_Activity_
Without the pictures, write out all the lines below exactly as they appear.

_Listed entries_
···

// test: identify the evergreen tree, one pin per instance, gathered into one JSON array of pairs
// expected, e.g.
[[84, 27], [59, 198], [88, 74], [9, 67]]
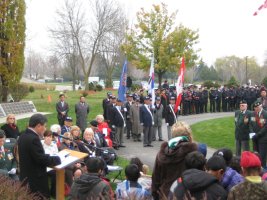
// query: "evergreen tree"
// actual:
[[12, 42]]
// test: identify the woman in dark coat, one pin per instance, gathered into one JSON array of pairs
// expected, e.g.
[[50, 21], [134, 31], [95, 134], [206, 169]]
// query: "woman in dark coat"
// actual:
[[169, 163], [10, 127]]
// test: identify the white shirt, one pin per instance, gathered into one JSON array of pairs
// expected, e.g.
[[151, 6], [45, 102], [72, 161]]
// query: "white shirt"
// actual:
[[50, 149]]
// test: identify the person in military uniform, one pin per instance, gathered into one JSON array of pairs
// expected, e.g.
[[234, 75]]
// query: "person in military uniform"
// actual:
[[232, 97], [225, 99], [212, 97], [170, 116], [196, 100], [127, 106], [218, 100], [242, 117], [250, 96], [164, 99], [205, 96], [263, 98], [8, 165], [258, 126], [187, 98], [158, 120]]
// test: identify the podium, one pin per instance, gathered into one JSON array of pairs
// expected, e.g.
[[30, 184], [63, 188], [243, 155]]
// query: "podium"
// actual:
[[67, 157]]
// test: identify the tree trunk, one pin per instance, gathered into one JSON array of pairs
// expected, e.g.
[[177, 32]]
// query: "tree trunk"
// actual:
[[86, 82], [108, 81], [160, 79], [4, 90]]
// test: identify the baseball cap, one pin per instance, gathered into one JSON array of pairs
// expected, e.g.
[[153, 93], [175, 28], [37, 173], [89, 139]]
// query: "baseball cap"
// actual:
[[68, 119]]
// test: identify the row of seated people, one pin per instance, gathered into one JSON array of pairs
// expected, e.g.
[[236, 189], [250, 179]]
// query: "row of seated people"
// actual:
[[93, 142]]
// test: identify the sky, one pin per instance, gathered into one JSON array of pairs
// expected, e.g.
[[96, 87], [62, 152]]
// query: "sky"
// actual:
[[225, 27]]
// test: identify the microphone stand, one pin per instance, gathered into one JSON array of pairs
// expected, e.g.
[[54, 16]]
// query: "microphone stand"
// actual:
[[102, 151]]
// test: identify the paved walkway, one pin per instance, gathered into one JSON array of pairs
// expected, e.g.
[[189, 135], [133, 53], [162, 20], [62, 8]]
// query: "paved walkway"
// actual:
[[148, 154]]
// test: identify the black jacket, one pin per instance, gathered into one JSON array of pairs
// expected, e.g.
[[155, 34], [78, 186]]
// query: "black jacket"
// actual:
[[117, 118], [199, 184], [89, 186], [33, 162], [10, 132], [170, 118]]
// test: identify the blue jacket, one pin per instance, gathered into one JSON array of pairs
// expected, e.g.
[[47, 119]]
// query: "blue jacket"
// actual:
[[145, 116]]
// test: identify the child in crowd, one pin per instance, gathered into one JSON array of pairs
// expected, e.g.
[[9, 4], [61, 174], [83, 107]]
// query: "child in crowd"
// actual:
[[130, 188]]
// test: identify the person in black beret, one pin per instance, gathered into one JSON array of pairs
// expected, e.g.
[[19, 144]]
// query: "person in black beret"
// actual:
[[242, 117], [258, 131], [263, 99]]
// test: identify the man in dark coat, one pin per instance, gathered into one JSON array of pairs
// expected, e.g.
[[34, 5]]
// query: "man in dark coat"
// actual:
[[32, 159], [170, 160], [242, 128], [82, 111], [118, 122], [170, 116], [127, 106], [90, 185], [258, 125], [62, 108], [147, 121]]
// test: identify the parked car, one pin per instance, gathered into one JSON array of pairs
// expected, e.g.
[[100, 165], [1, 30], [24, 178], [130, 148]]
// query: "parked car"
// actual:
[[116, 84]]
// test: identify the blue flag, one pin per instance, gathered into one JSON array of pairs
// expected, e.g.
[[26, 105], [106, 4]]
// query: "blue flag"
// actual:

···

_Answer below_
// test: identify the evergreen tree, one pin per instance, gathered into one JSON array of pairs
// expected, e.g.
[[84, 27], [59, 198], [88, 74], [9, 67]]
// query: "evergreen tree"
// actual:
[[12, 42]]
// test: identify the woman in dark coat, one pin per instance, gathered into one JSON array of pairs
// expected, e.g.
[[50, 21], [134, 31], [95, 134], [206, 169]]
// query: "woman in dark coat"
// actual:
[[169, 163], [10, 127]]
// test: identify the white shirt, one pin per instance, gathered into one JSON array of pairs
// expected, e.g.
[[151, 6], [45, 102], [72, 161]]
// query: "white shirt"
// actual:
[[50, 149]]
// test: identify the person in military uniform, one pin per instance, gathered into one JSON array of pairs
// expected, e.g.
[[234, 75]]
// query: "person in military uniform"
// actual:
[[232, 97], [225, 99], [212, 97], [170, 116], [196, 100], [127, 106], [218, 100], [242, 117], [250, 96], [164, 99], [205, 96], [263, 98], [8, 165], [258, 126], [187, 98], [158, 120]]
// test: identify the podium, one pin per instance, gathered into one JSON array of pairs
// expected, e.g.
[[30, 184], [63, 188], [243, 155]]
// query: "podium"
// actual:
[[67, 157]]
// test: identify the tree trunk, one pin per instance, gathered into one JSON array of pairs
// expected, e.g.
[[177, 32]]
// query: "tree trunk"
// actual:
[[86, 82], [108, 81], [160, 79], [4, 90]]
// test: identify the baseball cap, one pin per instance, gathered into one JSON array of pairs
// expected, e.g.
[[153, 93], [175, 28], [37, 173], [89, 139]]
// query: "baseball cap"
// actual:
[[68, 119]]
// test: identify the row of seated people, one pin per instance, gathered into one JSON array of pairs
// expected, e.g.
[[236, 189], [250, 179]]
// query: "row of seated people"
// actual:
[[93, 142]]
// test: identify the sky, one pin per instance, gathered into one JSON array of pairs
// expected, e.g.
[[96, 87], [62, 152]]
// query: "sky"
// actual:
[[225, 27]]
// test: identify the microphone stand, one pin per instance, gathered into one JSON array of pairs
// expected, e.g.
[[54, 16]]
// query: "microphone stand"
// actual:
[[102, 151]]
// test: identify the paved walkway, one pin per instance, gathered into one JSON array of pairs
// expected, e.g.
[[189, 135], [133, 53], [162, 20], [62, 8]]
// query: "paved walkway"
// actual:
[[148, 154]]
// test: identify the black jacket, one pin per instance, gathered into one JSON array of pairs
// expected, e.g.
[[155, 34], [78, 186]]
// query: "black jacket"
// actual:
[[117, 118], [199, 184], [89, 186], [33, 162], [10, 132], [170, 118]]
// test: identify the blue jacket, one pin per instance, gathered into one JSON array of pairs
// expected, e.g.
[[47, 119]]
// query: "blue jacket"
// actual:
[[145, 116]]
// test: identify the child in crowd, one pin per instance, gathered into one JSON array of pairs
// expected, e.g.
[[9, 4], [61, 174], [83, 107]]
// query: "child in crowd"
// actual:
[[130, 188]]
// test: identify the person in black beret, one pin per instance, gathered into one JSON array of pairs
// expected, e.g.
[[19, 144]]
// query: "person in black beret"
// actual:
[[242, 117], [258, 131], [263, 99]]
// test: identify the man in dark coat, one pin per instance, gathered into one JSON array of pairs
// expected, e.g.
[[34, 5]]
// query: "man in dark coat"
// actual:
[[32, 159], [170, 160], [242, 128], [82, 111], [118, 122], [170, 116], [127, 106], [90, 185], [258, 125], [62, 108], [147, 121]]
// test: identify the parked car, one pin per instance, gathered into one JSON array of pairs
// expected, e.g.
[[100, 165], [1, 30], [24, 178], [130, 148]]
// query: "parked car"
// actual:
[[116, 84]]
// test: identify the blue flag, one pin per instance, gathered into one JSON array of pairs
// expected, e.g.
[[26, 105], [106, 4]]
// query: "blue flag"
// actual:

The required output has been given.